• [你的任务]
请把下面的全部数据逐行照抄一遍，内容和顺序都保持不变。

• [任务材料]
───
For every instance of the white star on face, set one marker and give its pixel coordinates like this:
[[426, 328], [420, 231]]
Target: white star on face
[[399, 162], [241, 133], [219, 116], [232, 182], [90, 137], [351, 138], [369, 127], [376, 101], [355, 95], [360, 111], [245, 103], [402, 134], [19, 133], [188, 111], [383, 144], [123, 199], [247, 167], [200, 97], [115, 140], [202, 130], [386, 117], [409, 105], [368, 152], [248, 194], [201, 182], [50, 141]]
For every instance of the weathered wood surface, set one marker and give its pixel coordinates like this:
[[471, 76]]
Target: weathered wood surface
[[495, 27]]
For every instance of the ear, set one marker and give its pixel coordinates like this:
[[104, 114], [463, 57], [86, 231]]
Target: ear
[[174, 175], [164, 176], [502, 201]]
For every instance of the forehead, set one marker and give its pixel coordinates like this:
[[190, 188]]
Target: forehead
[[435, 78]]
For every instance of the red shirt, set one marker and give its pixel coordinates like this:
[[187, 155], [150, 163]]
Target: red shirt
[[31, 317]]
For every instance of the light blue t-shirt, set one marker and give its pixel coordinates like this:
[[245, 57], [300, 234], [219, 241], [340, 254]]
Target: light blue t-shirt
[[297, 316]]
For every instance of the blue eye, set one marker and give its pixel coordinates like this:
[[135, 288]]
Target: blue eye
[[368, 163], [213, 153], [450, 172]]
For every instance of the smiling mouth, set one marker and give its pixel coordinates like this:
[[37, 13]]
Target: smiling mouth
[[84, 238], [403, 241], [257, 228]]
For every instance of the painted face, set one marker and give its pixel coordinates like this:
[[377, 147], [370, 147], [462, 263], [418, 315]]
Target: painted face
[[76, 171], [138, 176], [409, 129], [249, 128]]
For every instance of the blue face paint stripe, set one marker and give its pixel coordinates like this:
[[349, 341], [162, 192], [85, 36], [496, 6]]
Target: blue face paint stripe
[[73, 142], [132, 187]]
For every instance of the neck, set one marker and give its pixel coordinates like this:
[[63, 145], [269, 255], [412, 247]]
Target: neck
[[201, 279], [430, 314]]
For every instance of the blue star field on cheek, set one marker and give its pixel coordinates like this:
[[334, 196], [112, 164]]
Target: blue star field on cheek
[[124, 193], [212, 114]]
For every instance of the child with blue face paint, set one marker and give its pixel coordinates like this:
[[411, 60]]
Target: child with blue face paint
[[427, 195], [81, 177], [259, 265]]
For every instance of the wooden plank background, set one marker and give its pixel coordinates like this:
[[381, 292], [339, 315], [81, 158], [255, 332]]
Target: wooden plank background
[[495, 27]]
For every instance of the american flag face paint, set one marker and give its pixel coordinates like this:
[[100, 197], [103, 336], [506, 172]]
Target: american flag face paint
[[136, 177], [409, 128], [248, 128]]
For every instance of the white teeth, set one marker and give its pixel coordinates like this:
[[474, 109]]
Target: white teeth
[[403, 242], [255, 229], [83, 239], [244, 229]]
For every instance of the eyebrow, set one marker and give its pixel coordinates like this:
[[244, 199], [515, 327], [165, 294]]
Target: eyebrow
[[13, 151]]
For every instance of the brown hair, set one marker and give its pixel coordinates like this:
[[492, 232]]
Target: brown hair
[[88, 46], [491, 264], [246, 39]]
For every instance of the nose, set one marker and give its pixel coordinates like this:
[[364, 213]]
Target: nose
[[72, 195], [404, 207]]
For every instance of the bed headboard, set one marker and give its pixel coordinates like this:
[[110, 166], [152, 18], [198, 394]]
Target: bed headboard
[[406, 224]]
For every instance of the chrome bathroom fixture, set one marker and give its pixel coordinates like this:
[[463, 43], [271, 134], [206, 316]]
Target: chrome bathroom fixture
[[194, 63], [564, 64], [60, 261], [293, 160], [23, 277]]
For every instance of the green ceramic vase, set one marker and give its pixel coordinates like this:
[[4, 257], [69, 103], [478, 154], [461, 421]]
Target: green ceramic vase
───
• [完整答案]
For every instance of the white star on face, set one marker and give its pixel coordinates like this:
[[426, 328], [420, 231]]
Target: white star on face
[[399, 162], [241, 133], [219, 116], [232, 182], [90, 137], [351, 138], [369, 127], [376, 101], [355, 95], [360, 111], [245, 103], [402, 134], [19, 133], [188, 111], [383, 144], [123, 199], [247, 167], [200, 97], [115, 140], [202, 130], [386, 117], [409, 105], [368, 152], [248, 194], [201, 182], [50, 141]]
For every instance of the weathered wood surface, set one marker and give its pixel coordinates like this:
[[471, 76]]
Target: weathered wood surface
[[495, 27]]
For every instance of the ear, set one marker and give its pixel coordinates like this:
[[104, 114], [463, 57], [86, 231]]
Target: ear
[[174, 175], [164, 176], [502, 201]]
For every instance of the forehead, set one marker and give its pixel coordinates like this:
[[190, 188]]
Target: forehead
[[435, 78]]
For every instance of the red shirt, set one marker and give its pixel coordinates like this:
[[187, 155], [150, 163]]
Target: red shirt
[[31, 317]]
For every instance of the light blue t-shirt, set one marker and give its pixel coordinates like this:
[[245, 57], [300, 234], [219, 241], [340, 254]]
Target: light blue t-shirt
[[297, 316]]
For every instance of the blue eye, set one marker and give its pixel coordinates like this:
[[135, 288]]
Target: blue eye
[[368, 163], [213, 153], [450, 172]]
For every instance of the smiling mouth, set one marker and give its pixel coordinates like this:
[[37, 13]]
Target: smiling mouth
[[84, 238], [403, 241], [257, 228]]
For every instance of the painted face, set one marker and give its pixel coordinates like this:
[[377, 147], [370, 147], [462, 263], [418, 315]]
Target: painted face
[[76, 171], [138, 176], [409, 129], [249, 128]]
For every instance of the blue face paint stripe, set one marker and give its pixel coordinates like this:
[[349, 341], [162, 192], [85, 36], [496, 6]]
Target: blue face paint stripe
[[73, 142], [132, 187]]
For every instance of the neck, set one marker and give its pixel coordinates like this:
[[63, 145], [269, 255], [412, 247]]
Target: neck
[[201, 279], [430, 314]]
For every instance of the blue star field on cheek, set one marker and give its pixel coordinates like this:
[[334, 196], [112, 164]]
Target: blue star field on cheek
[[124, 193], [212, 114]]
For every instance of the child with blue face paint, set one marker and give its pixel coordinates like this:
[[411, 60]]
Target: child with blue face paint
[[427, 195], [81, 177], [259, 265]]
For every instance of the wooden plank background, set one marker and give its pixel coordinates like this:
[[381, 292], [339, 315], [81, 158], [255, 332]]
Target: wooden plank background
[[495, 27]]
For every instance of the american flag face paint, set one marker and give its pixel coordinates like this:
[[100, 197], [103, 336], [506, 172]]
Target: american flag face paint
[[136, 177], [409, 128], [248, 128]]
For every instance of the white teeth, set one marker and give its pixel coordinates like this:
[[474, 109]]
Target: white teeth
[[403, 242], [255, 229], [83, 239], [244, 229]]
For every instance of the eyebrow, set one marker and give its pixel coordinates like this:
[[244, 199], [515, 327], [165, 294]]
Target: eyebrow
[[13, 151]]
For every instance of the brown hair, set one marker and give its pixel coordinates like this:
[[492, 232]]
Target: brown hair
[[88, 46], [491, 264], [246, 39]]
For every instance of the nose, set one marker and give its pixel coordinates like this:
[[364, 213]]
Target: nose
[[72, 195], [404, 207]]
For every instance of the bed headboard, set one marker and give its pixel coordinates like this:
[[110, 166], [152, 18], [198, 394]]
Target: bed headboard
[[406, 224]]
For every instance of the chrome bathroom fixture, set one marker and give its pixel coordinates like this:
[[463, 43], [271, 134], [206, 316]]
Target: chrome bathroom fixture
[[194, 63], [564, 64], [60, 261], [293, 160], [23, 277]]
For every instance of the green ceramic vase, set one marker and give its pixel coordinates like this:
[[4, 257], [69, 103], [478, 154], [461, 421]]
Target: green ceramic vase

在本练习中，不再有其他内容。